- _ПИСЬМЕННОЕ ЗАДАНИЕ 1_
Пожалуйста, отредактируйте участок списка от строки с «For each instance of the man in dark» до конца списка, заменив «walking cane» на «walking stick» и ничего больше не меняя. Приведите только этот участок.
========================================================================
Что на это ему можно было ответить?

Я ему ответил:

– Ну, в таком случае из вас социалист, как из говна пуля….

Ответ мой по своей грубости и лаконичности был ещё более неожиданен, чем заявление Минора. Все притихли.

Минор сразу осунулся, лицо сморщилось, глаза в недоумении скользили по окружающим… Он растерянно развёл руками и, ни с кем не простившись, ушёл из камеры. Только после его ухода раздался дружный хохот. Эсеры набросились на меня.

– Что это за хулиганская выходка… Человек всю жизнь отдал революции и так ему отвечать…

– Чего вы шумите, – напустился на них Трифонов, – как же можно было на такое чертовское заявление ответить? Если вы все такие же социалисты, как Минор, то и вы заслуживаете такой же оценки…

Дело дошло до ссоры… Однако, когда мы прижали эсеров и потребовали ясного ответа, поддерживают ли они заявление Минора, они принуждены были заявить, что они не поддерживают его заявления и считают его личным мнением…

Минор больше в нашу камеру не приходил, а потом перессорился со всеми своими эсерами. «Старик из ума выжил», так впоследствии отзывались они о нём.
========================================================================
- _ПИСЬМЕННОЕ ЗАДАНИЕ 2_
Перепишите без изменений отрывок из фрагмента о споре с Минором от «Что на это ему» до «набросились на меня.».

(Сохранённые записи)
========================================================================
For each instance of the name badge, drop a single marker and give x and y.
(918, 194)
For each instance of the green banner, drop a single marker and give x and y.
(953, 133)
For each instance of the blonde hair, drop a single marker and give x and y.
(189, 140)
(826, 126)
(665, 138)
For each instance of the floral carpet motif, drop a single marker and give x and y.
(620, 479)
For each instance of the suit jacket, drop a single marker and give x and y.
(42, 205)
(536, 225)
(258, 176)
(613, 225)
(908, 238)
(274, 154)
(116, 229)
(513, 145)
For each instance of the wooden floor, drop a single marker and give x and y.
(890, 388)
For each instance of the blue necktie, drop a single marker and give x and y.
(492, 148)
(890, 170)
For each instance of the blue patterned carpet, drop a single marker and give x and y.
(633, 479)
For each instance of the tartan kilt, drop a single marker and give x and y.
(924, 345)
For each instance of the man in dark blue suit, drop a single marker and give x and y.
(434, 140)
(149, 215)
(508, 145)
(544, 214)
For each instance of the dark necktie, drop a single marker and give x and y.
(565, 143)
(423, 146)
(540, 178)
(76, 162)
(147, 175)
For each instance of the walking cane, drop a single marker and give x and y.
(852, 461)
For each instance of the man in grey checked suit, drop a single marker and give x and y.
========================================================================
- _ОТВЕТ НА ЗАДАНИЕ 1_
For each instance of the man in dark blue suit, drop a single marker and give x and y.
(434, 140)
(149, 215)
(508, 145)
(544, 214)
For each instance of the dark necktie, drop a single marker and give x and y.
(565, 143)
(423, 146)
(540, 178)
(76, 162)
(147, 175)
For each instance of the walking stick, drop a single marker and give x and y.
(852, 461)
For each instance of the man in grey checked suit, drop a single marker and give x and y.

- _ОТВЕТ НА ЗАДАНИЕ 2_
Что на это ему можно было ответить?

Я ему ответил:

– Ну, в таком случае из вас социалист, как из говна пуля….

Ответ мой по своей грубости и лаконичности был ещё более неожиданен, чем заявление Минора. Все притихли.

Минор сразу осунулся, лицо сморщилось, глаза в недоумении скользили по окружающим… Он растерянно развёл руками и, ни с кем не простившись, ушёл из камеры. Только после его ухода раздался дружный хохот. Эсеры набросились на меня.